• _Task description_
Of the lines below, report only those that contain "green".

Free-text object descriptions
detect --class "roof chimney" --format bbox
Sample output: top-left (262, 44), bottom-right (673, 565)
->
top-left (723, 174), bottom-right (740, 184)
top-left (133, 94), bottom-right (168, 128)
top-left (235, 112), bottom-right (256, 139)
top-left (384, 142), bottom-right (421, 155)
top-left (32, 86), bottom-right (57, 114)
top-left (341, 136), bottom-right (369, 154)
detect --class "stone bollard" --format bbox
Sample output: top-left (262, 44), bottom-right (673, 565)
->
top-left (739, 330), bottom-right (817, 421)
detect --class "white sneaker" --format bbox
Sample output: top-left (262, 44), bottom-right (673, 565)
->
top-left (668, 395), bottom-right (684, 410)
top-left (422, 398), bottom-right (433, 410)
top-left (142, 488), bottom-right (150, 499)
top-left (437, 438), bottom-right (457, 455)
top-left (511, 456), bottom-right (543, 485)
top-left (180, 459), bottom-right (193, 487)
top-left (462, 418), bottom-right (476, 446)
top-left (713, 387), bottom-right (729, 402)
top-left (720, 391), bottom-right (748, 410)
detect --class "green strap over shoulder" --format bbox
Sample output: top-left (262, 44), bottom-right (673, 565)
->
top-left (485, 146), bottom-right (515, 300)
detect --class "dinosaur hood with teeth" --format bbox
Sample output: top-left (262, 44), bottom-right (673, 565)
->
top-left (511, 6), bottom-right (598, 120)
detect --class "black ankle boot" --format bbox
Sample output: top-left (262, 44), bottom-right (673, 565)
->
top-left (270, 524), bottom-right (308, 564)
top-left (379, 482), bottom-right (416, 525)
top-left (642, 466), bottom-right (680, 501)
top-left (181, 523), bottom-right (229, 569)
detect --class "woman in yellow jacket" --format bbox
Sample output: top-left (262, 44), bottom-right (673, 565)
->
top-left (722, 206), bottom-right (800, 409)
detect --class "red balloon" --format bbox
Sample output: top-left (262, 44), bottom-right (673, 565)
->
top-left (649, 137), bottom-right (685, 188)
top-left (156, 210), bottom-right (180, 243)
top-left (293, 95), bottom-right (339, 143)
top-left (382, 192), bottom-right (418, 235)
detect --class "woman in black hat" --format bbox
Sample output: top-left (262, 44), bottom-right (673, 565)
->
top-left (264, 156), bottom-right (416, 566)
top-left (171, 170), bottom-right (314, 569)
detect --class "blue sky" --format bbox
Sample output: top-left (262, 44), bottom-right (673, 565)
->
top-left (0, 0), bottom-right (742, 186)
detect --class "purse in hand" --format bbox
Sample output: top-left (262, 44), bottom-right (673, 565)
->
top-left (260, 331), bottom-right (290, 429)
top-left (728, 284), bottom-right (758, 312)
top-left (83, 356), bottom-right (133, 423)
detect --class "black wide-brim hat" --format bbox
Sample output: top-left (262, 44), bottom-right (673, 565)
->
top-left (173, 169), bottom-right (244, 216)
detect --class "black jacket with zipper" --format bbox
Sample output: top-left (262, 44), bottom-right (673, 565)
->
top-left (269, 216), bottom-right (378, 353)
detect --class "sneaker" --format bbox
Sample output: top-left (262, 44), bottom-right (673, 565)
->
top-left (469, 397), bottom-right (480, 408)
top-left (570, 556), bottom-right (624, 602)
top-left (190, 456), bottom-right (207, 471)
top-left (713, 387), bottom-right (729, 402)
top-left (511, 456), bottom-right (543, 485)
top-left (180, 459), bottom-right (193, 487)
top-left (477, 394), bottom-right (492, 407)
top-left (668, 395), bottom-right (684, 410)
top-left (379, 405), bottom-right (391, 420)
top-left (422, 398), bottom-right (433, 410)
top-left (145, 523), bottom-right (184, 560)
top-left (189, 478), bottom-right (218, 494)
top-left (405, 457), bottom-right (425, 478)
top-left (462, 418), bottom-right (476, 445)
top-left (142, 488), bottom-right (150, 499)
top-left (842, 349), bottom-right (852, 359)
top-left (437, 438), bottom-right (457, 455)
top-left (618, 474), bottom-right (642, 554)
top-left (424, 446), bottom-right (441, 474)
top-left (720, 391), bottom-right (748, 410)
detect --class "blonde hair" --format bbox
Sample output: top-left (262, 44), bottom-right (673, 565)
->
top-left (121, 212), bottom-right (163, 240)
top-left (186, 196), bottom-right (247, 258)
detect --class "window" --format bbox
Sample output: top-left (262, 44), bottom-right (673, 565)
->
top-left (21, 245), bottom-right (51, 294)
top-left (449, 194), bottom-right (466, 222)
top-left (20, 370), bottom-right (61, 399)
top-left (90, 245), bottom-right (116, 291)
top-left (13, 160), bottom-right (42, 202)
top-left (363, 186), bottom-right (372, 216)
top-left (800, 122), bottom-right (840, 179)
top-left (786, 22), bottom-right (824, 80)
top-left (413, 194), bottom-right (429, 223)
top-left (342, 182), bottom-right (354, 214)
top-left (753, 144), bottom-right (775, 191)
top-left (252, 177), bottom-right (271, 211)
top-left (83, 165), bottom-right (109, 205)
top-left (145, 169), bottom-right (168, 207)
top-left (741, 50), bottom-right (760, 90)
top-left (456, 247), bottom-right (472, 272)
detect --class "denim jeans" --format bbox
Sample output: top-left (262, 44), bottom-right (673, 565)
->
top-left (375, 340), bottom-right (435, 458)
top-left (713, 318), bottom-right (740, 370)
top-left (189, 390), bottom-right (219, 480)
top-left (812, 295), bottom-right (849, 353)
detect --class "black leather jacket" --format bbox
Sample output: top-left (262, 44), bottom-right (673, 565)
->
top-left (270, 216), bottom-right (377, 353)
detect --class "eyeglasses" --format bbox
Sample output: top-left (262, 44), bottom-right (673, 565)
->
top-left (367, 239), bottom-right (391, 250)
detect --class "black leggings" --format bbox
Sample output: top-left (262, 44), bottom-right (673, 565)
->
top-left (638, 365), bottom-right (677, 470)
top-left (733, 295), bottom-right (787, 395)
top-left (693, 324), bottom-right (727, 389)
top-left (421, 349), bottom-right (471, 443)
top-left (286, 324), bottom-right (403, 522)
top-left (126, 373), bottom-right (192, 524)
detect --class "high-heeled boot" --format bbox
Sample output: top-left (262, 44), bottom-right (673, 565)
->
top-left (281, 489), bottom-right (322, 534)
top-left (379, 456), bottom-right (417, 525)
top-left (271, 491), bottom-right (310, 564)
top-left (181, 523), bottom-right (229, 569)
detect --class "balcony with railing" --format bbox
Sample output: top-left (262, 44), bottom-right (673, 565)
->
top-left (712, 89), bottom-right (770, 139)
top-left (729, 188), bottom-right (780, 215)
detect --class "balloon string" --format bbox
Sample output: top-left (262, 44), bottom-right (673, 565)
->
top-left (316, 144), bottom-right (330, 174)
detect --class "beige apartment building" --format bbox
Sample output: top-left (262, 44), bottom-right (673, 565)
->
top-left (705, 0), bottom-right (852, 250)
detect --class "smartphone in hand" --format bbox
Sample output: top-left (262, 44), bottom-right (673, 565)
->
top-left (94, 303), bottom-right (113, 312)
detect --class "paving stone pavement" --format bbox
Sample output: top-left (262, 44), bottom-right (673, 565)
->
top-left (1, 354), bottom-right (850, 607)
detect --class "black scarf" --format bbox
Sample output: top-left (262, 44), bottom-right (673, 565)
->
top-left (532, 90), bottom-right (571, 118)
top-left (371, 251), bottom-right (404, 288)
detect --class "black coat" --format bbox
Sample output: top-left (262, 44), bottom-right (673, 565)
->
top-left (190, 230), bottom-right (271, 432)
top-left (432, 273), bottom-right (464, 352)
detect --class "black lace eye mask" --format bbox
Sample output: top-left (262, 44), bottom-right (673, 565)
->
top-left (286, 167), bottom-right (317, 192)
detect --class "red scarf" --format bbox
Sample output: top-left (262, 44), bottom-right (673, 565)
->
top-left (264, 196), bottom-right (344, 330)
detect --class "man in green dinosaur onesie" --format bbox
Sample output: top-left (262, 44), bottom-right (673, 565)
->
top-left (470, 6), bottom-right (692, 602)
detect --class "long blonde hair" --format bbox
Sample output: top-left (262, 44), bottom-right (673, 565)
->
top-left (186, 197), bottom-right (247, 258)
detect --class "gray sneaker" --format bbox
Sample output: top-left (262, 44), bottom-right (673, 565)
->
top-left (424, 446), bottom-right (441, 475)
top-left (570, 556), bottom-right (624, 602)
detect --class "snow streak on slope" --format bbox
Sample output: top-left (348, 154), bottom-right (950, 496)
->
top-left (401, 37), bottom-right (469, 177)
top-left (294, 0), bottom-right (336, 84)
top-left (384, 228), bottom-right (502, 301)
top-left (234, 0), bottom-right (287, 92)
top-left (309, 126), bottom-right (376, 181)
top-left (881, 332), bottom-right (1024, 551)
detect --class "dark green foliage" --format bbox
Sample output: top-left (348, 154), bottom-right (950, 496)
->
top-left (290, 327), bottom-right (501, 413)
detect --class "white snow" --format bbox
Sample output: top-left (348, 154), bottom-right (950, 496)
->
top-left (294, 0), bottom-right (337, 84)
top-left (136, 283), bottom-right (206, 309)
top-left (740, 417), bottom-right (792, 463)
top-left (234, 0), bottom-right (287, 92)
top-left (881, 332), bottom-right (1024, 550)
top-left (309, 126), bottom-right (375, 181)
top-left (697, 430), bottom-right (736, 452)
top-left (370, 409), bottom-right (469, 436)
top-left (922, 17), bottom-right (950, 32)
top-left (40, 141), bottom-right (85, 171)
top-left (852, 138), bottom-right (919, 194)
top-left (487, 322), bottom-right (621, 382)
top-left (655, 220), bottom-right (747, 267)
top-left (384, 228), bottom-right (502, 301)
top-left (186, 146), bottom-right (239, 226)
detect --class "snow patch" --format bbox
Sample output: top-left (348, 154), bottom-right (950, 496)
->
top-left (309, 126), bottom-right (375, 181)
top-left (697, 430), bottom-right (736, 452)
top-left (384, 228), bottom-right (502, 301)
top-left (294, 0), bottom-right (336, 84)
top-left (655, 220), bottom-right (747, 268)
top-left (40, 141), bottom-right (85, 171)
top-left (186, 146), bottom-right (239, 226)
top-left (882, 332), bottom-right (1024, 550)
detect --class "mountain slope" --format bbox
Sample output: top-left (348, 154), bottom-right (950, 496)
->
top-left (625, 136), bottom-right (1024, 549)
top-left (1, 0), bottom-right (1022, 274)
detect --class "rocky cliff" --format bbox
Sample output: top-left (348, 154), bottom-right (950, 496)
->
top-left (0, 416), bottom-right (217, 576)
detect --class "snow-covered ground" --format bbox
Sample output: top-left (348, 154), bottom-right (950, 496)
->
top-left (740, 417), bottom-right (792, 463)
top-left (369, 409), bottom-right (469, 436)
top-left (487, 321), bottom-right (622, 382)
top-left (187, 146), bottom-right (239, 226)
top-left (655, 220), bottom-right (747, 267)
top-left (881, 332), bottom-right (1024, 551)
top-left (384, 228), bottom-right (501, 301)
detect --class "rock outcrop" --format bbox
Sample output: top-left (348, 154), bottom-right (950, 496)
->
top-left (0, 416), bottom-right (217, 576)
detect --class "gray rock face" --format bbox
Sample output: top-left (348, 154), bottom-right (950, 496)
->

• _Response to this exercise_
detect --class "green strap over shoulder" --format bbox
detect --class "man in green dinosaur onesie" --format bbox
detect --class "dark green foliage" --format bbox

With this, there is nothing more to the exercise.